Jaccard shows no separation, and the three top axes explain less than 20% of the difference.

The brightest bands are the v4 target, and are showing up in the mid-300s as expected. The bands below are probably primer-dimer, and the bands above, roughly between 600 and 700 bp, are our mystery.

I'm not sure what QC analysis my figures were from (because no idea what lab work is ), but it was a pretty comprehensive and reasonably reliable report, I'm told .

jbisanz · June 6, 2021, 5:13am

I believe the ~600-700 bands are PCR artifacts which I have variably heard called concatemers/heteroduplexes/pcr bubbles/etc. It has always been my understanding that these are indicative of over amplification. Most of the time when I have seen this occur it has been with fecal samples amplified for >30 cycles. Using the classic EMP amplification protocol (35 cycles) this is very common and I have also noted very high rates of chimeric reads. Have you tried any crude biplot or differential abundance/presence test between your two groups to get an idea for which features could be driving this difference?

Since your Jaccard doesn't show separation, I am going to go out on a limb and say you have a sketchy feature or two in your phylogenetic tree. I often will plot the tree before doing any analysis (especially de novo trees) and look for problematic tips like in the attached example. Usually you can figure out what they are from pulling the sequencing and doing a quick BLAST.

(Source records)
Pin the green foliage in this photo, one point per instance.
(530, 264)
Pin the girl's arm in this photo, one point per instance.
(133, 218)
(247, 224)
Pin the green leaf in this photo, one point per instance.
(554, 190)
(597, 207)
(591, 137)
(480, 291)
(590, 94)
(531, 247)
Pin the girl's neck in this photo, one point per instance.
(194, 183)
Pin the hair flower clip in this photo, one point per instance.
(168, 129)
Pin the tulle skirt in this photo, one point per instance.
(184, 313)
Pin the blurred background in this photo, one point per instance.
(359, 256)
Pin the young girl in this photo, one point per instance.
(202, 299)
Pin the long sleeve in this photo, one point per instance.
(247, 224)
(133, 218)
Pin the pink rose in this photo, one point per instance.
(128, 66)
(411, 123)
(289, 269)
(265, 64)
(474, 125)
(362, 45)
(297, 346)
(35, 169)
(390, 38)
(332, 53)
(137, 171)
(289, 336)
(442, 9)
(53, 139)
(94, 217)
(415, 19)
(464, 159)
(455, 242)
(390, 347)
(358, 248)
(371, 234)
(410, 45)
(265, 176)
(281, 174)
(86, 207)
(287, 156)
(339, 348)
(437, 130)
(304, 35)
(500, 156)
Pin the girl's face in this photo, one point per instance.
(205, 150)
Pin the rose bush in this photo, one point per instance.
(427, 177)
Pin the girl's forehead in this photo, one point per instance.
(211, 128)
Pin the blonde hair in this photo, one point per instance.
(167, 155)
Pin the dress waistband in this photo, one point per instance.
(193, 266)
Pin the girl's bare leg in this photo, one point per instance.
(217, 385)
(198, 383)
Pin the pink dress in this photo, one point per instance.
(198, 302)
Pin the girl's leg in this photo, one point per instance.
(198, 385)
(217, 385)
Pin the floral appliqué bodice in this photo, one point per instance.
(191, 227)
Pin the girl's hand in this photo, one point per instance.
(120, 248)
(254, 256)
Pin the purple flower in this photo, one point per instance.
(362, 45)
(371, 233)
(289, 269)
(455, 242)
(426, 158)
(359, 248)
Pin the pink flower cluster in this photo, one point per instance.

PARTS OF THE EXERCISE |
[1] In the forum thread about the mystery PCR bands, where do the brightest bands show up?
[2] Continue the forum thread about the mystery PCR bands from the point where it stops.

YOUR RESPONSES |
[1] In the mid-300s, as expected for the v4 target.

[2]
jbisanz · June 6, 2021, 5:19am

Here is a nice description and explanation. The tip off is that they are often ~2x your expected product size.

ChrisKeefe · June 7, 2021, 4:04pm

Thanks for your insight and a great resource, @jbisanz! That illumina article is great, and offers another possible cause of "bubble" formation. Too much nucleic acid input may have the same effect as too many PCR cycles. We're running 30 cycles on these tissue samples, but we may need to scale back in other places.

Thanks again, everyone, for your input! We'll keep you posted on what we discover.

jbisanz · June 7, 2021, 8:39pm

Great! I know some people normalize the input template to 5ng/ul but I'm not a huge fan of that method as it is time consuming and doesn't achieve the desired affect if you have a mix of prokaryotic/eukaryotic DNA. I personally use a variation of Systematic improvement of amplicon marker gene methods for increased accuracy in microbiome studies | Nature Biotechnology wherein you do a dilution series of your sample in smaller reactions and then pick the appropriate dilution to get late-exponential phase amplification. The example image is from mouse feces extracted with the zymo magbead kit.

ChrisKeefe · June 7, 2021, 8:41pm

Nice! We've gone solidly above my pay grade here, but I'll pass this along to our local resident lab-whiz!

ChrisKeefe · June 14, 2021, 11:10pm

TLDR: Forward progress is happening, and you're all amazing!

Just some notes here for posterity:
Mouse mitochondria were indeed out and about, as well as something classified as a shrimp fungus.

Filtering under-assigned taxa went smoothly, and the empire plots made it easy to spot a few other oddballs (mitochondria and a few archaea) . These were present only in very small quantities, and weren't in the 8 most important features shown in the emperor biplot, so I let them be.

All of the wet lab feedback was passed along to my collaborator's lab group. They've been doing some protocol improvement experiments, so hopefully that will all get straightened out and we'll have nice clean gels again.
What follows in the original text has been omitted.